• Point-per-instance localization data:
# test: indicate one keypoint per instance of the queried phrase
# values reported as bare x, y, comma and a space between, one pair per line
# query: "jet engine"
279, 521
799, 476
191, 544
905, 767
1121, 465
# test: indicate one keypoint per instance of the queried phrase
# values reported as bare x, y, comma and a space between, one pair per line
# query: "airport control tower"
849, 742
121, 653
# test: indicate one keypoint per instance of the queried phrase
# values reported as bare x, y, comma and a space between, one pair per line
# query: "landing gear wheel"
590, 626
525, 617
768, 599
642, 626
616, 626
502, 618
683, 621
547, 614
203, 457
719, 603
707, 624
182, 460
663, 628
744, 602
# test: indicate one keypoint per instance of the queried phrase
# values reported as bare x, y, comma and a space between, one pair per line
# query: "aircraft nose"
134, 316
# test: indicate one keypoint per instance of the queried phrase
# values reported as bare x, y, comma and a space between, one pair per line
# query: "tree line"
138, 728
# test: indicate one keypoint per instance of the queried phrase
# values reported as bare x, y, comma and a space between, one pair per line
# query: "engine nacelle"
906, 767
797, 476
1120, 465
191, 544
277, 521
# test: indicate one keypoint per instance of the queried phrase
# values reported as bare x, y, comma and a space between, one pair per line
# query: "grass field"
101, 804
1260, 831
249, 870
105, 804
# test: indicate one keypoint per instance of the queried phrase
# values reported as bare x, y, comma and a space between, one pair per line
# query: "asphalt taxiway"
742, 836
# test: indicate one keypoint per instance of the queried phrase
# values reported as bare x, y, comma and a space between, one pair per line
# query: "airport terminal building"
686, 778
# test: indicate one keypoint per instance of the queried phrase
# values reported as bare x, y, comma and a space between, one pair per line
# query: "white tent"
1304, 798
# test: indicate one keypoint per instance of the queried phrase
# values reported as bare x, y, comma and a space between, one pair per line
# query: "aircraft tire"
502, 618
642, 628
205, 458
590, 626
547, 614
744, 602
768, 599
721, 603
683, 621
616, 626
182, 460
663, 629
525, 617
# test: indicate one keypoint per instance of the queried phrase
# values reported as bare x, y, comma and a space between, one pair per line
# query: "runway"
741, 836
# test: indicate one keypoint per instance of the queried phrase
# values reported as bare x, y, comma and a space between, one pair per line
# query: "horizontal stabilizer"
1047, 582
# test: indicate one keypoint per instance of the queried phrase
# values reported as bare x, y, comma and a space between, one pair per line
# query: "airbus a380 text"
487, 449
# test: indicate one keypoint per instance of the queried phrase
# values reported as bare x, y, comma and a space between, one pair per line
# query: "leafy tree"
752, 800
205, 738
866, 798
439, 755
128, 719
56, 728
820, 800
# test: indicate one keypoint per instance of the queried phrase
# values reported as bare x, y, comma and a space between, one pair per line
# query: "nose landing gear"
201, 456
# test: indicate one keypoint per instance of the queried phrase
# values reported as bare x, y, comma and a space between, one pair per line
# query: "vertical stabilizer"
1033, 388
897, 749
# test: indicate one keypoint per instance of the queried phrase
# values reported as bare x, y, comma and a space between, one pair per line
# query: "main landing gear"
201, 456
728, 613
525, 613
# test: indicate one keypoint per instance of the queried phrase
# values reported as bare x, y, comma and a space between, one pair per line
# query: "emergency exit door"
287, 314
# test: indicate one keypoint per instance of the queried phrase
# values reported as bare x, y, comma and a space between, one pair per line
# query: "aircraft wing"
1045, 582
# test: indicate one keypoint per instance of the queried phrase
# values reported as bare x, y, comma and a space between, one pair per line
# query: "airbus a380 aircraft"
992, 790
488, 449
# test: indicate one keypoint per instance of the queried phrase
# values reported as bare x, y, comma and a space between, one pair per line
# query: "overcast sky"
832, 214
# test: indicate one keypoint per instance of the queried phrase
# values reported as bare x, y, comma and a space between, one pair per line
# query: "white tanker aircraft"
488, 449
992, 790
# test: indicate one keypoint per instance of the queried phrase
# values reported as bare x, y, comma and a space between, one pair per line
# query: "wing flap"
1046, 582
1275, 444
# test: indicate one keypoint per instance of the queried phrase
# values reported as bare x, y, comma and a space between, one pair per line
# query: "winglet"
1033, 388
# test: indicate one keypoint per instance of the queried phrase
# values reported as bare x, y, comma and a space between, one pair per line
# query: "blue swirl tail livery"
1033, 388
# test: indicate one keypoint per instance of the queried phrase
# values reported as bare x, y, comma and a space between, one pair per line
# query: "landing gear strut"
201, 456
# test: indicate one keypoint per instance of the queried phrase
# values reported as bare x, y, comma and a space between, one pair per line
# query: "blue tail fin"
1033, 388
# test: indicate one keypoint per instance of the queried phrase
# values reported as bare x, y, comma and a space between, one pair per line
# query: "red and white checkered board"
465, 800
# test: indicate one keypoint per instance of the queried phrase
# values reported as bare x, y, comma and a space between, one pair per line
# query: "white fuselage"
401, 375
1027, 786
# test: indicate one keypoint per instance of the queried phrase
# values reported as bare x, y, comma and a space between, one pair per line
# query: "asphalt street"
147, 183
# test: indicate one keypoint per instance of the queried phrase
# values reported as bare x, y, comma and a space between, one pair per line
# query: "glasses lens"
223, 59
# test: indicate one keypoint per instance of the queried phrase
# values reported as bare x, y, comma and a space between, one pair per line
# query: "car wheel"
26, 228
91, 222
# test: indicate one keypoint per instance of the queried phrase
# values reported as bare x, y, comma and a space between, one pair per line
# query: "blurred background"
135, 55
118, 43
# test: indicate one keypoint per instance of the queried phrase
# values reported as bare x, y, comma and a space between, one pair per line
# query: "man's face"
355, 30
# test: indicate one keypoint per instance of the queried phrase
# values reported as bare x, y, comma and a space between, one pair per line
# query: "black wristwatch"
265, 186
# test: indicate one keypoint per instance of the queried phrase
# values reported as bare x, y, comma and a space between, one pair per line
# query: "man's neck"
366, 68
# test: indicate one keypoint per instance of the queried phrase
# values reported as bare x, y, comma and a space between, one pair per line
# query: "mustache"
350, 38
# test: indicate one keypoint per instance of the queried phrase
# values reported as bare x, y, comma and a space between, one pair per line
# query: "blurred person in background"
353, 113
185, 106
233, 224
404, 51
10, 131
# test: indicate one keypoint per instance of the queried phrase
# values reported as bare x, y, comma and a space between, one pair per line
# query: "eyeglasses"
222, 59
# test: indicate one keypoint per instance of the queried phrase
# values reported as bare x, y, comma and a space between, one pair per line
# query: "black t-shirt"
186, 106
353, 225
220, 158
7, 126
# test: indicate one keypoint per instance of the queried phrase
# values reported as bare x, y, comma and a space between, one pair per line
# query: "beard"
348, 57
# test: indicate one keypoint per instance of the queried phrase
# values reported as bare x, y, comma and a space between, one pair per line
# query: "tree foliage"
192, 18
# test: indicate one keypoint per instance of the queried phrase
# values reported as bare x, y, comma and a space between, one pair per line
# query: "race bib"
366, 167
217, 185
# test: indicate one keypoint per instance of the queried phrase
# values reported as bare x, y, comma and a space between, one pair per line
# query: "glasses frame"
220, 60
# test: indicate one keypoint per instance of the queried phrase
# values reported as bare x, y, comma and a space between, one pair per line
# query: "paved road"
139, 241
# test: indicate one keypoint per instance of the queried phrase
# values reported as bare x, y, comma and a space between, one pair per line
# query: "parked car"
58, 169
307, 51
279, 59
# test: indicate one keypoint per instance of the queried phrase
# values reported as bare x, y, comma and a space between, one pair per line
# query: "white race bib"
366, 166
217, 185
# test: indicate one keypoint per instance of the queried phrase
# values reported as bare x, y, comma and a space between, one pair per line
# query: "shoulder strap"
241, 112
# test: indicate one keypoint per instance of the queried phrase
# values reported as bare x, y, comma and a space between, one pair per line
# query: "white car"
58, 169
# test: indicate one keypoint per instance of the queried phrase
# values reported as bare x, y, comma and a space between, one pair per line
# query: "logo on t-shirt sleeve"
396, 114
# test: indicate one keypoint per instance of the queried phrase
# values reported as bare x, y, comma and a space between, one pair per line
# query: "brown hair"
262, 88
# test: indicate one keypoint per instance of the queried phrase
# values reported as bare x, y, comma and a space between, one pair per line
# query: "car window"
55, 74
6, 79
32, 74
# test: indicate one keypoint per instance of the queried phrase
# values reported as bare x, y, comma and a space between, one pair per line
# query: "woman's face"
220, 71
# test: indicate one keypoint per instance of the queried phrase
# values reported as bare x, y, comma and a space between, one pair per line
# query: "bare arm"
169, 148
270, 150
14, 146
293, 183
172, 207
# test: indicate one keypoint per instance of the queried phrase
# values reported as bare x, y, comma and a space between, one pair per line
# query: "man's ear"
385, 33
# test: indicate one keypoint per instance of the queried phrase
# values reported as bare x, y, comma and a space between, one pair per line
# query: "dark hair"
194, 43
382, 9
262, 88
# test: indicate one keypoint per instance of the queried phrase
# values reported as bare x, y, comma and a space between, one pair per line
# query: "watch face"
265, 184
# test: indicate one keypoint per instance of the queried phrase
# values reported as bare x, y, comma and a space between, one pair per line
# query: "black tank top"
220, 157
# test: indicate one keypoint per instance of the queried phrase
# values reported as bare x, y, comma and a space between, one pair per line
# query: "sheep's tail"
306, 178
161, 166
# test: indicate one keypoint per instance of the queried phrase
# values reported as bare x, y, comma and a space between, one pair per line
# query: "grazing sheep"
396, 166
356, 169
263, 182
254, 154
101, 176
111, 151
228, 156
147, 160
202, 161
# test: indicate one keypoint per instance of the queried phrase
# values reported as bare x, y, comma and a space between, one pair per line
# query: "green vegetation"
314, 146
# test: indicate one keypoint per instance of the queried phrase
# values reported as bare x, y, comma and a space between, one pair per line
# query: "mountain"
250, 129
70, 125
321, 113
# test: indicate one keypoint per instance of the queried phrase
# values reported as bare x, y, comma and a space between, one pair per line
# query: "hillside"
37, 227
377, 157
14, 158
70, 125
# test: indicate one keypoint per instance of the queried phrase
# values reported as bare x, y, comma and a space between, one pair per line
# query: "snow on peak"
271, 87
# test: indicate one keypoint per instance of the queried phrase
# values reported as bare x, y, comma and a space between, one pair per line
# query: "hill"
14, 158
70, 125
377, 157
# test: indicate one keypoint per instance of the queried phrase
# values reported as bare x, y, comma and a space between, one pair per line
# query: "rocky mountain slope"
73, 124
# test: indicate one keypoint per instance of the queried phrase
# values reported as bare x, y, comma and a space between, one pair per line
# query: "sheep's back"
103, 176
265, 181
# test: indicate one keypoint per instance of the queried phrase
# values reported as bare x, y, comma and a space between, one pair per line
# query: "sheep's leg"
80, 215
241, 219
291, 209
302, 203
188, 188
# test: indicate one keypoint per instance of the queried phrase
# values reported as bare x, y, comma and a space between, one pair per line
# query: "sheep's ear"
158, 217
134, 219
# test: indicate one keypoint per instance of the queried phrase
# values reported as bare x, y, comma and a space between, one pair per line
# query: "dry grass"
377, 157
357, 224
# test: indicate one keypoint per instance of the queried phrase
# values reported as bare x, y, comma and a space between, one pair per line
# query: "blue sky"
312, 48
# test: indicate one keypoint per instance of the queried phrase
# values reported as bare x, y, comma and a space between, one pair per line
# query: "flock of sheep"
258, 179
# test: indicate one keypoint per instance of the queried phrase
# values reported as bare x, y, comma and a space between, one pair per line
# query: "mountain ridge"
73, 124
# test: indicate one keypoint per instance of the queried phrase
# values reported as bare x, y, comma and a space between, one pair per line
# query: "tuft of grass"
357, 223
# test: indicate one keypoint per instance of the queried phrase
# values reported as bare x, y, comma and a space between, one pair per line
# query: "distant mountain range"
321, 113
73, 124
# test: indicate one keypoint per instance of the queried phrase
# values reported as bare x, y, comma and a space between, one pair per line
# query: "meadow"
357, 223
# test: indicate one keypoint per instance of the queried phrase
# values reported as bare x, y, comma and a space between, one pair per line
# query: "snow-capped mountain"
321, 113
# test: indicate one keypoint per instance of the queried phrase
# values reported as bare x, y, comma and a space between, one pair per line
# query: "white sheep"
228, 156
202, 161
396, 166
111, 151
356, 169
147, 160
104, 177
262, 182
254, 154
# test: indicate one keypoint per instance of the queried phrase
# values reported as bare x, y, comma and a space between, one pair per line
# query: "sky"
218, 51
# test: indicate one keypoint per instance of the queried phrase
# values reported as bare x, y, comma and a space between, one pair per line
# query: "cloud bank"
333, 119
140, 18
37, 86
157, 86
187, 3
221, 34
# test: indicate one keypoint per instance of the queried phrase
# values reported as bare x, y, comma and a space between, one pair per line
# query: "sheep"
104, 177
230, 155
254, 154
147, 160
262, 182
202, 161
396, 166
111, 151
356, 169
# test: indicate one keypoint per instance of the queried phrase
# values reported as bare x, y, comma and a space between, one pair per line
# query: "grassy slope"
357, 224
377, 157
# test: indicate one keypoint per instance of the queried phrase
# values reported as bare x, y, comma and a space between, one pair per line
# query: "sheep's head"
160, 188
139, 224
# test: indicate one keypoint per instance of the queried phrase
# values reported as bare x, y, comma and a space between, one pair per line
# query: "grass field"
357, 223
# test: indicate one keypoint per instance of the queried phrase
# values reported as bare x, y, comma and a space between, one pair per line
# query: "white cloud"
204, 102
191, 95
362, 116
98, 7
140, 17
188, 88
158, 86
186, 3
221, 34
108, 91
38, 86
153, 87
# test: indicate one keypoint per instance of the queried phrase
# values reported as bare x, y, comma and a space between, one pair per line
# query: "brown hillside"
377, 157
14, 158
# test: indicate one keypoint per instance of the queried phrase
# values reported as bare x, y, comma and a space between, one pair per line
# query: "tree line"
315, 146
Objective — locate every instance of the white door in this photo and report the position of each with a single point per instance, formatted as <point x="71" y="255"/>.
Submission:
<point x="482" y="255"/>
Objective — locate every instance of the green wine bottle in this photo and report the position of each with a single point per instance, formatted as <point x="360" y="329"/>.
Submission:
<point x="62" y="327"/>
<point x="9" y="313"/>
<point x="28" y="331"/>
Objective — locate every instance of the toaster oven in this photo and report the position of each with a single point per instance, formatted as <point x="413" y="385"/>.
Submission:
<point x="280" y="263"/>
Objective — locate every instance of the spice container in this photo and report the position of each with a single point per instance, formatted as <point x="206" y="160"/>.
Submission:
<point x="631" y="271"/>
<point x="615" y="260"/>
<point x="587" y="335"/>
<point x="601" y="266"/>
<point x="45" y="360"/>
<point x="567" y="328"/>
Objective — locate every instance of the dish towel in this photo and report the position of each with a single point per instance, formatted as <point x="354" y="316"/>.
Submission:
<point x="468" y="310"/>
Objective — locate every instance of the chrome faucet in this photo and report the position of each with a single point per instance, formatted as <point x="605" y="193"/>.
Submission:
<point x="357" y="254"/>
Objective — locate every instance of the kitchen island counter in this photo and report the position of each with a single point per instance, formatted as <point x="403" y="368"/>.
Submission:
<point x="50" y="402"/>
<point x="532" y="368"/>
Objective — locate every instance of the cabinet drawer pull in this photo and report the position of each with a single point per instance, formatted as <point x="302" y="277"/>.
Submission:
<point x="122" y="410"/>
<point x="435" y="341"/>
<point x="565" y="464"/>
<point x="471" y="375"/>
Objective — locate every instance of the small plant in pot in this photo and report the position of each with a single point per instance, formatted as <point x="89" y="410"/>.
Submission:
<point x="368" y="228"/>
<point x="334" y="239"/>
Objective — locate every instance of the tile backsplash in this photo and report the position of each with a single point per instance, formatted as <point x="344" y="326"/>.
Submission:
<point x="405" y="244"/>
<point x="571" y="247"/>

• Task goal: Look for the word "locate" in the data, then return every line that contains it.

• Response box:
Objective — locate every instance of the white door in this photo and report the position of each with a single point per instance, formatted as <point x="71" y="255"/>.
Objective — locate every instance of the green wine bottle in this photo and report the position of each with a single point per instance, formatted as <point x="360" y="329"/>.
Objective — locate every instance of the toaster oven in this photo and report the position of each with a single point per instance, formatted as <point x="413" y="385"/>.
Objective — locate every instance of the spice container in this photo and report the position of each with a single point per instance, formatted as <point x="206" y="160"/>.
Objective — locate every instance of the dish towel in this photo and report the position of each with a single point per instance, formatted as <point x="354" y="316"/>.
Objective — locate every instance of the chrome faucet in this photo and report the position of each with a single point per instance, formatted as <point x="605" y="193"/>.
Objective — locate every instance of the kitchen island counter in this photo and report the position of each with a single point per instance, formatted as <point x="403" y="368"/>.
Objective — locate every instance of the cabinet drawer pull in this photo and report the position of each with a single point per instance, formatted as <point x="302" y="277"/>.
Objective — locate every instance of the small plant in pot in this photo and report the position of each with a single point per instance, formatted as <point x="89" y="410"/>.
Objective — locate every instance of the tile backsplash in this photo and report the position of each with a single point per instance, formatted as <point x="344" y="326"/>.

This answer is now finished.